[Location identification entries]
--

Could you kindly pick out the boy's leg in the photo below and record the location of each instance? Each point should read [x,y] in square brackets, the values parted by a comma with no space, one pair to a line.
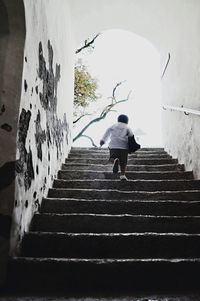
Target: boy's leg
[114,159]
[123,168]
[123,164]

--

- [Problem to work on]:
Copy out every line of the items above word for word, leaving the pictures out.

- [Answer to the task]:
Could you kindly pick out the boy's leg in the photo below and record the location of each instance? Each point should read [x,y] in square brackets, the values parted by a comma with no space, one pair to a line.
Target: boy's leg
[114,159]
[123,168]
[123,164]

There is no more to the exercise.